— Begin —
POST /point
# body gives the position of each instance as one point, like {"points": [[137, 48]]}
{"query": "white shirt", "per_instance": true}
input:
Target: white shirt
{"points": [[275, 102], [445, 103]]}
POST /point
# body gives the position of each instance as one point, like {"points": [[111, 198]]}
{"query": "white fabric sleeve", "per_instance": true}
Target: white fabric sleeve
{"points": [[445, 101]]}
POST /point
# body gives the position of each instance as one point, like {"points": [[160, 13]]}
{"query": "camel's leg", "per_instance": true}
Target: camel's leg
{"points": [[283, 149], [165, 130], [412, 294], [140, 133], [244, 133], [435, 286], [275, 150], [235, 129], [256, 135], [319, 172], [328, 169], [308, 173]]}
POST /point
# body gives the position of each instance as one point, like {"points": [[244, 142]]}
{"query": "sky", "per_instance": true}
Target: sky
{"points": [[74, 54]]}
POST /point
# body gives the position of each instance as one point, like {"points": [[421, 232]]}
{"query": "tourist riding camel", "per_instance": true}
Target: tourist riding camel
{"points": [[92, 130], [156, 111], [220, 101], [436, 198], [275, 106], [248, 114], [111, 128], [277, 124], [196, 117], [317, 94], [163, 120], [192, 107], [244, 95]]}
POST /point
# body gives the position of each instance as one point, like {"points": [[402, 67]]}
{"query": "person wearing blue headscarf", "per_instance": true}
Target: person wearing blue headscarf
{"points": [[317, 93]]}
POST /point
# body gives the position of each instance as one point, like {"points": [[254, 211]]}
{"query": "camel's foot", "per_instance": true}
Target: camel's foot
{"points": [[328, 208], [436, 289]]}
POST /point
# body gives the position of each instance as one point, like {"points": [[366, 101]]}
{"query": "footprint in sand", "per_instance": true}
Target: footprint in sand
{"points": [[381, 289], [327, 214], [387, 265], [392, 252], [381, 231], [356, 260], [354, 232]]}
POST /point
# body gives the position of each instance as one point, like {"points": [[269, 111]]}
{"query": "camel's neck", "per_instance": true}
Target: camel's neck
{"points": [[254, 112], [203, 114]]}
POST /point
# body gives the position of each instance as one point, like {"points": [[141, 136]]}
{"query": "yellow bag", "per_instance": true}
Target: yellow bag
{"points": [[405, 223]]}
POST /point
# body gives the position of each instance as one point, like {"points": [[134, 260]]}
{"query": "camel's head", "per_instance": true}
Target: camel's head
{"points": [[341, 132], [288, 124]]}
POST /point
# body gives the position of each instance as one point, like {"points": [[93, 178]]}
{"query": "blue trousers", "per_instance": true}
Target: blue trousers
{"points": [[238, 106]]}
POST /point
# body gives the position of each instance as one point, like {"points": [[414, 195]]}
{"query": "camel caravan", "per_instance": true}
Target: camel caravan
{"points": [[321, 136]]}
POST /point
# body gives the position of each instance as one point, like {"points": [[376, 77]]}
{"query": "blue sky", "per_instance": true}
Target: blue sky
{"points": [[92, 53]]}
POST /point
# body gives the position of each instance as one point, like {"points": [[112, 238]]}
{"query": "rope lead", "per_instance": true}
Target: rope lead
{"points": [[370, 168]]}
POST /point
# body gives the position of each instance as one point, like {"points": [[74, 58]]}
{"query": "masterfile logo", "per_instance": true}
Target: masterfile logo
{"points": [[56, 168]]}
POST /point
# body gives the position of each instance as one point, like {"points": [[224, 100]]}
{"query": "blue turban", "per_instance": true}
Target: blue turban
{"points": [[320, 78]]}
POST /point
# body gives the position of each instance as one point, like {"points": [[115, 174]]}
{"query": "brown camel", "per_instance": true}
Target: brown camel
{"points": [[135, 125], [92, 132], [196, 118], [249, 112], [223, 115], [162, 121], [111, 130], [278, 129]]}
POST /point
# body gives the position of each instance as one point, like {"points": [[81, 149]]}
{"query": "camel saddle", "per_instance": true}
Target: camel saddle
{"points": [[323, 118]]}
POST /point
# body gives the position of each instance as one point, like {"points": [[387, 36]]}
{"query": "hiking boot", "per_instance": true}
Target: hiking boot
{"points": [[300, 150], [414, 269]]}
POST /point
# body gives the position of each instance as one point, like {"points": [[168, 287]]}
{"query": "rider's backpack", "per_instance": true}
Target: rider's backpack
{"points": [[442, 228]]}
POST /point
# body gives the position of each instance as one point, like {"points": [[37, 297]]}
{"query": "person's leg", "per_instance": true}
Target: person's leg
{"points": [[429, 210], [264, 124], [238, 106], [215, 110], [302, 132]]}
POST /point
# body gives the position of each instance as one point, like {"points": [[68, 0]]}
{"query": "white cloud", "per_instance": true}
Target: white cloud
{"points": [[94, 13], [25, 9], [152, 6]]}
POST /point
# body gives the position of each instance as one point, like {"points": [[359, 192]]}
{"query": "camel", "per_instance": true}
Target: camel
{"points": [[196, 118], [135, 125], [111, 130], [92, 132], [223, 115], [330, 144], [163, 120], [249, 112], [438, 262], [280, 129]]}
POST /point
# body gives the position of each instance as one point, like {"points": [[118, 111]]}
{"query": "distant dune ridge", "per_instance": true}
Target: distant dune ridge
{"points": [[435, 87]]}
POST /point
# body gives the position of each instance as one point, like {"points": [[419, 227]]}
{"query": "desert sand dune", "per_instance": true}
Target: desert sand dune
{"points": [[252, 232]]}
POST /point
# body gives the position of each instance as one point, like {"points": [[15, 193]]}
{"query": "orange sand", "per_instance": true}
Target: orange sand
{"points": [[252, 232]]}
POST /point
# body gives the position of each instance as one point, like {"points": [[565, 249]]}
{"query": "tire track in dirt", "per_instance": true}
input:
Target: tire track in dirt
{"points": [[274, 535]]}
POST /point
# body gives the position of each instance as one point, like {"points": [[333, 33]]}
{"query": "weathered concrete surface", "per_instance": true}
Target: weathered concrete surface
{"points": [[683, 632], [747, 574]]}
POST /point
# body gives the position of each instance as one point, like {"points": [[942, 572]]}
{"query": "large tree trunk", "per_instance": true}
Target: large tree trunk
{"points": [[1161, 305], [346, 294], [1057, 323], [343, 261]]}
— End —
Work to do: All of the entries should be written out again exactly.

Output:
POST /point
# body gives the position of each instance as one point, like {"points": [[137, 48]]}
{"query": "white shirt", "per_instance": true}
input:
Target: white shirt
{"points": [[275, 102], [445, 103]]}
POST /point
# body gives the position of each instance as one point, like {"points": [[111, 198]]}
{"query": "white fabric sleeve", "per_instance": true}
Target: white fabric sleeve
{"points": [[445, 101]]}
POST /point
# body gives the position of each instance as one point, like {"points": [[160, 13]]}
{"query": "camel's leg", "per_instance": true}
Target: camel's leg
{"points": [[283, 149], [165, 130], [412, 294], [140, 133], [244, 133], [435, 286], [275, 150], [235, 129], [256, 135], [319, 172], [328, 169], [308, 173]]}
POST /point
# body gives the position of each instance as one point, like {"points": [[244, 142]]}
{"query": "sky", "per_instance": true}
Target: sky
{"points": [[74, 54]]}
POST /point
# body gives the position of each instance as one point, like {"points": [[421, 232]]}
{"query": "tourist riding camel", "per_instance": true}
Target: tourist riding camel
{"points": [[92, 130], [156, 111], [220, 101], [436, 198], [275, 106], [248, 114], [111, 128], [277, 124], [196, 117], [317, 94], [163, 120], [192, 107], [244, 95]]}
POST /point
# body gives the position of each instance as one point, like {"points": [[402, 67]]}
{"query": "person wearing blue headscarf", "per_instance": true}
Target: person wearing blue headscarf
{"points": [[317, 93]]}
POST /point
# body gives the position of each instance as one point, like {"points": [[254, 211]]}
{"query": "camel's foot", "per_instance": true}
Target: camel's foot
{"points": [[328, 208], [436, 289]]}
POST /point
# body gives the position of each instance as one point, like {"points": [[366, 101]]}
{"query": "footprint in sand", "per_instance": true}
Target: footprint in sand
{"points": [[381, 289], [327, 214], [387, 265], [392, 252], [381, 231], [356, 260], [354, 232]]}
POST /point
# body gives the position of each instance as one point, like {"points": [[269, 111]]}
{"query": "camel's neck", "per_instance": true}
Target: camel's neck
{"points": [[254, 112], [203, 114]]}
POST /point
# body gives the position of each instance as one point, like {"points": [[141, 136]]}
{"query": "yellow bag", "per_instance": true}
Target: yellow bag
{"points": [[405, 223]]}
POST /point
# body gives the position of each instance as one point, like {"points": [[134, 260]]}
{"query": "camel's head", "per_instance": true}
Target: camel's head
{"points": [[341, 132], [288, 124]]}
POST /point
# body gives the position of each instance as one point, like {"points": [[93, 178]]}
{"query": "blue trousers", "per_instance": true}
Target: blue trousers
{"points": [[238, 106]]}
POST /point
# body gives the position of each instance as one point, like {"points": [[414, 195]]}
{"query": "camel caravan", "per_instance": true}
Target: camel caravan
{"points": [[321, 136]]}
POST /point
# body gives the position of each instance as one point, like {"points": [[376, 77]]}
{"query": "blue sky", "per_instance": true}
Target: blue sky
{"points": [[92, 53]]}
POST /point
# body gives the position of each instance as one point, like {"points": [[112, 238]]}
{"query": "rope lead", "per_instance": true}
Target: rope lead
{"points": [[370, 168]]}
POST /point
# body gives the position of each instance as one point, like {"points": [[74, 58]]}
{"query": "masterfile logo", "per_instance": true}
Target: masterfile logo
{"points": [[56, 168]]}
POST /point
# body gives the position of each instance as one point, like {"points": [[224, 100]]}
{"query": "blue turban", "per_instance": true}
Target: blue turban
{"points": [[320, 78]]}
POST /point
# body gives the position of each instance as one point, like {"points": [[115, 174]]}
{"query": "brown camel", "per_instance": true}
Target: brown camel
{"points": [[135, 125], [92, 132], [196, 118], [249, 112], [223, 115], [162, 121], [111, 130], [278, 129]]}
POST /point
# body gives the position of each instance as one point, like {"points": [[81, 149]]}
{"query": "camel saddle", "per_instance": true}
Target: camel saddle
{"points": [[323, 118]]}
POST /point
# body gives the position of each instance as one point, like {"points": [[387, 36]]}
{"query": "hiking boot", "per_instance": true}
Target: hiking boot
{"points": [[300, 150], [414, 269]]}
POST /point
# body gives the position of each instance as one point, like {"points": [[168, 287]]}
{"query": "rider's backpack", "per_instance": true}
Target: rider's backpack
{"points": [[442, 228]]}
POST /point
# body gives the position of each instance as one point, like {"points": [[37, 297]]}
{"query": "person's leg", "per_instance": true}
Target: person's leg
{"points": [[429, 210], [264, 124], [238, 106], [215, 110], [302, 132]]}
POST /point
# body gives the position of each instance as one point, like {"points": [[68, 0]]}
{"query": "white cloud", "per_instance": true}
Target: white cloud
{"points": [[94, 13], [25, 9], [152, 6]]}
POST /point
# body gives the position of each instance as one point, like {"points": [[359, 192]]}
{"query": "camel", "per_instance": true}
Target: camel
{"points": [[196, 118], [135, 125], [111, 130], [92, 132], [223, 115], [330, 144], [163, 120], [249, 112], [438, 262], [280, 129]]}
POST /point
# body gives the position of each instance as one point, like {"points": [[118, 111]]}
{"query": "distant dune ridge", "per_instance": true}
Target: distant dune ridge
{"points": [[435, 87]]}
POST /point
# body gives the position of each instance as one point, like {"points": [[419, 227]]}
{"query": "desert sand dune", "per_instance": true}
Target: desert sand dune
{"points": [[252, 232]]}
POST /point
# body gives the position of each instance as one point, like {"points": [[15, 193]]}
{"query": "orange sand", "per_instance": true}
Target: orange sand
{"points": [[252, 232]]}
POST /point
# body gives the position of each instance as one point, like {"points": [[565, 249]]}
{"query": "tire track in dirt", "per_instance": true}
input:
Target: tire track in dirt
{"points": [[274, 535]]}
POST /point
# body gives the position of each instance as one point, like {"points": [[333, 33]]}
{"query": "weathered concrete surface", "per_instance": true}
Target: weathered concrete surface
{"points": [[683, 632], [747, 574]]}
POST /point
# body gives the position of each instance as one point, like {"points": [[942, 572]]}
{"query": "large tree trunk", "per_instance": true}
Target: large tree trunk
{"points": [[1161, 305], [346, 294], [1057, 323], [343, 261]]}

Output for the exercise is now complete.